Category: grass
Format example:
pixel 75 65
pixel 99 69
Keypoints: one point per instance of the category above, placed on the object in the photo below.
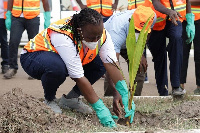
pixel 148 108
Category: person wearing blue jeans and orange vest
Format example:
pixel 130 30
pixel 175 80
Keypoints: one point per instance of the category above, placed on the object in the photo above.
pixel 104 7
pixel 21 15
pixel 140 77
pixel 132 4
pixel 170 15
pixel 187 46
pixel 3 36
pixel 78 47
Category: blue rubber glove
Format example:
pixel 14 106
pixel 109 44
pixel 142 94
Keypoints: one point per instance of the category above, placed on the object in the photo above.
pixel 8 19
pixel 47 18
pixel 103 114
pixel 121 87
pixel 190 27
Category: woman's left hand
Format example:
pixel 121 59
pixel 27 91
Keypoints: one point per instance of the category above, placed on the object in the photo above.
pixel 117 100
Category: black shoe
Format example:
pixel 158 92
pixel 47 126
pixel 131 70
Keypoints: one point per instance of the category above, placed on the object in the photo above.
pixel 5 68
pixel 178 91
pixel 10 73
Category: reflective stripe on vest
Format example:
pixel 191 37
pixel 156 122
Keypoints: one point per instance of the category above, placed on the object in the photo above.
pixel 196 12
pixel 131 4
pixel 5 6
pixel 179 6
pixel 31 8
pixel 42 42
pixel 104 7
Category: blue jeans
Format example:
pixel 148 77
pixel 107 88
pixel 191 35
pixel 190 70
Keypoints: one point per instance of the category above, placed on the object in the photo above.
pixel 157 46
pixel 17 28
pixel 3 42
pixel 51 70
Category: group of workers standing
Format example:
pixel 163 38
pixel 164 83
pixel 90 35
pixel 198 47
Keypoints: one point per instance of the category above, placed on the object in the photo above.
pixel 83 46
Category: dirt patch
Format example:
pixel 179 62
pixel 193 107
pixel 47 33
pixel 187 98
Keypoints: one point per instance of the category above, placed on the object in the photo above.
pixel 23 113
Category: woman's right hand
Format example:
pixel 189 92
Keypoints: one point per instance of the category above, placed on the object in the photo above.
pixel 103 114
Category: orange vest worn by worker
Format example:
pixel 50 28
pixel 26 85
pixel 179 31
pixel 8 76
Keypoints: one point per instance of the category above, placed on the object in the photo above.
pixel 179 6
pixel 132 4
pixel 104 7
pixel 196 12
pixel 42 42
pixel 30 8
pixel 5 4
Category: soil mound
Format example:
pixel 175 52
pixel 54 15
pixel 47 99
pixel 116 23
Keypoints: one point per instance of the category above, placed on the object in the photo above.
pixel 23 113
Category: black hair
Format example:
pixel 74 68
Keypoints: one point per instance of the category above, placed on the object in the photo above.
pixel 86 16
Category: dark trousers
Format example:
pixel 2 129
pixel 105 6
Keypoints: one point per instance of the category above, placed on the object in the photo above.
pixel 51 70
pixel 157 46
pixel 17 28
pixel 3 42
pixel 186 52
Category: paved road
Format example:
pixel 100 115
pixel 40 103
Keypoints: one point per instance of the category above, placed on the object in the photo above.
pixel 34 87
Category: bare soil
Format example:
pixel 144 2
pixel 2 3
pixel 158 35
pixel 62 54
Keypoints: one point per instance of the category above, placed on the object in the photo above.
pixel 21 113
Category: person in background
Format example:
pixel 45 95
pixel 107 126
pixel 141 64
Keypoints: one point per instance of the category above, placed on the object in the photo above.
pixel 78 47
pixel 104 7
pixel 140 77
pixel 168 24
pixel 187 46
pixel 132 4
pixel 3 37
pixel 23 15
pixel 119 32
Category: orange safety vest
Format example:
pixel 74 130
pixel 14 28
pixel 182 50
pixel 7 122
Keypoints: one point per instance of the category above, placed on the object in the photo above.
pixel 179 6
pixel 5 5
pixel 42 41
pixel 196 12
pixel 29 8
pixel 104 7
pixel 132 4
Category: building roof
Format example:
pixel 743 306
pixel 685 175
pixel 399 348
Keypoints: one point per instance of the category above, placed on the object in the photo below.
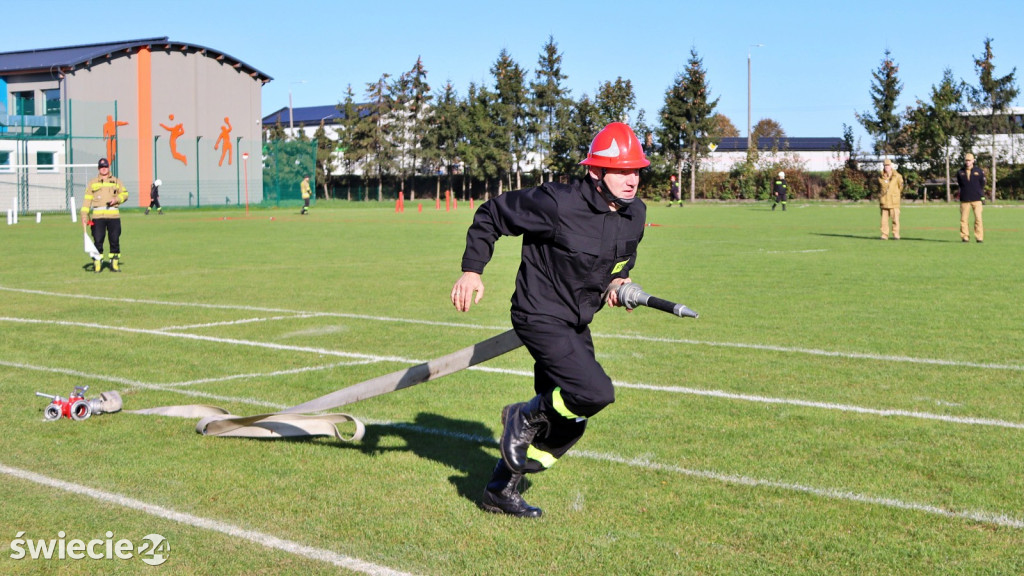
pixel 69 58
pixel 309 115
pixel 786 145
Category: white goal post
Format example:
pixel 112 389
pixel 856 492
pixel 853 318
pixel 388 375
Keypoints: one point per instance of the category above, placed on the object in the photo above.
pixel 44 188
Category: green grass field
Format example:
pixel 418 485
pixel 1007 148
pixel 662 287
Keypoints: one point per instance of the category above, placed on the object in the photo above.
pixel 842 406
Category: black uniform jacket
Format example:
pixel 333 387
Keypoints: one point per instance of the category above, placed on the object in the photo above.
pixel 971 189
pixel 572 246
pixel 779 189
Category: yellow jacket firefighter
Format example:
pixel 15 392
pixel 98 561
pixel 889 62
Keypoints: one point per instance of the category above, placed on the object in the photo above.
pixel 102 196
pixel 890 189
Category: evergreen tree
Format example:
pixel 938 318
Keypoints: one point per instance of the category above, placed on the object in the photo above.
pixel 550 98
pixel 687 119
pixel 614 100
pixel 884 125
pixel 993 95
pixel 325 158
pixel 411 100
pixel 440 144
pixel 935 125
pixel 374 132
pixel 349 152
pixel 510 114
pixel 485 149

** What you have to do **
From the first line to the last, repeat the records exactly and skip the pictures.

** Result of the exercise **
Category: grass
Format example:
pixel 75 65
pixel 99 69
Keypoints: one point per instance of the category above, placed on the object in the photo below.
pixel 148 108
Category: person wearing blue jeans and orange vest
Format example:
pixel 130 30
pixel 175 80
Keypoints: one point per instance of the category above, placed on the object in the photo above.
pixel 104 7
pixel 21 15
pixel 140 77
pixel 132 4
pixel 170 15
pixel 187 46
pixel 3 36
pixel 78 47
Category: blue rubber glove
Format example:
pixel 14 106
pixel 109 44
pixel 142 94
Keypoints: one point per instance of the category above, placed on the object in the photo above.
pixel 8 19
pixel 47 18
pixel 103 114
pixel 121 87
pixel 190 27
Category: woman's left hand
Format example:
pixel 121 59
pixel 27 91
Keypoints: one point per instance of the category above, placed on the object in the photo above.
pixel 117 100
Category: black shoe
Format example:
pixel 158 92
pixel 47 126
pixel 131 70
Keypoints: one point per instance of the category above, placed on the object in the photo above.
pixel 5 68
pixel 178 91
pixel 10 73
Category: reflective stripe on vest
Format example:
pixel 191 37
pixel 156 122
Keypoints: one point per instance of the category above, placed on the object in the photo above.
pixel 196 12
pixel 131 4
pixel 5 6
pixel 179 6
pixel 31 8
pixel 42 42
pixel 104 7
Category: blue jeans
Format example:
pixel 148 77
pixel 107 88
pixel 191 35
pixel 190 70
Keypoints: one point per instance of the category above, placed on the object in the photo above.
pixel 157 46
pixel 17 28
pixel 3 42
pixel 51 70
Category: group of workers standing
Format example:
pixel 163 38
pixel 164 83
pixel 90 35
pixel 198 47
Keypoints: one point per instance of the category above, placed on the object in the photo above.
pixel 83 46
Category: dirt patch
Format example:
pixel 179 62
pixel 193 107
pixel 47 33
pixel 187 98
Keypoints: one point per instance of the category above, placed on the object in the photo above.
pixel 23 113
Category: woman's right hand
Format example:
pixel 189 92
Keypoints: one point per instance of the category above, placed on the object in the photo above.
pixel 103 114
Category: orange vest worn by worker
Format example:
pixel 50 28
pixel 26 85
pixel 179 31
pixel 8 76
Keypoints: one point per instance of the category above, placed on the object in the photo above.
pixel 179 6
pixel 132 4
pixel 104 7
pixel 196 12
pixel 42 42
pixel 30 8
pixel 5 4
Category: soil mound
Format example:
pixel 175 52
pixel 54 15
pixel 47 99
pixel 116 23
Keypoints: one point per instance of the category above, placed on the object in the photo above.
pixel 23 113
Category: black hair
Format example:
pixel 74 68
Keypoints: one point per instance of the category above, placed on the object in the photo above.
pixel 86 16
Category: dark trousers
Format example:
pixel 2 129
pixel 105 6
Keypoints: one point per instance of the category above, placed on the object in the photo above.
pixel 51 70
pixel 157 46
pixel 17 28
pixel 3 42
pixel 186 52
Category: paved road
Format example:
pixel 100 115
pixel 40 103
Keypoints: one point per instance of the category above, placed on the object in the photo above.
pixel 34 87
Category: bare soil
Format example:
pixel 144 2
pixel 2 3
pixel 158 35
pixel 62 54
Keypoints: one point per instance of the category above, placed on the object in the photo above.
pixel 21 113
Category: person in background
Format example:
pixel 45 95
pixel 107 126
pixel 141 64
Keypoints: one point per instance of the category above, placed on the object in the photo above.
pixel 78 47
pixel 104 7
pixel 140 77
pixel 168 24
pixel 187 46
pixel 132 4
pixel 3 37
pixel 23 15
pixel 119 32
Category: orange safety vest
Format example:
pixel 74 130
pixel 14 28
pixel 182 50
pixel 7 122
Keypoints: one point per instance of the category above, placed on the object in the photo above.
pixel 179 6
pixel 5 5
pixel 42 41
pixel 196 12
pixel 29 8
pixel 104 7
pixel 132 4
Category: building roof
Format example:
pixel 743 306
pixel 685 175
pixel 399 348
Keypoints: one point per instance of the category above, placed on the object in the photo below.
pixel 69 58
pixel 309 115
pixel 786 145
Category: white goal post
Format example:
pixel 112 389
pixel 856 492
pixel 853 318
pixel 388 375
Keypoints: one point per instance of the category above, placed on the object in the photo above.
pixel 44 188
Category: green grass field
Format example:
pixel 418 485
pixel 1007 148
pixel 662 287
Keypoints: one point per instance of the category above, placed on the object in the photo above.
pixel 842 406
Category: black uniform jacket
Format example:
pixel 333 387
Keypoints: one point per instance of the category above, placed on the object in the photo above.
pixel 971 189
pixel 572 246
pixel 779 189
Category: yellow jacket firefighter
Format example:
pixel 15 392
pixel 98 561
pixel 889 62
Keypoints: one point per instance of the category above, placed on the object in the photo above.
pixel 102 196
pixel 890 189
Category: evergreen tree
Format example:
pixel 938 318
Keypoints: one point per instance of the category above, placed on the object in the photo above.
pixel 550 98
pixel 687 119
pixel 614 100
pixel 884 125
pixel 993 95
pixel 325 158
pixel 411 100
pixel 440 144
pixel 935 125
pixel 374 132
pixel 349 152
pixel 510 114
pixel 485 149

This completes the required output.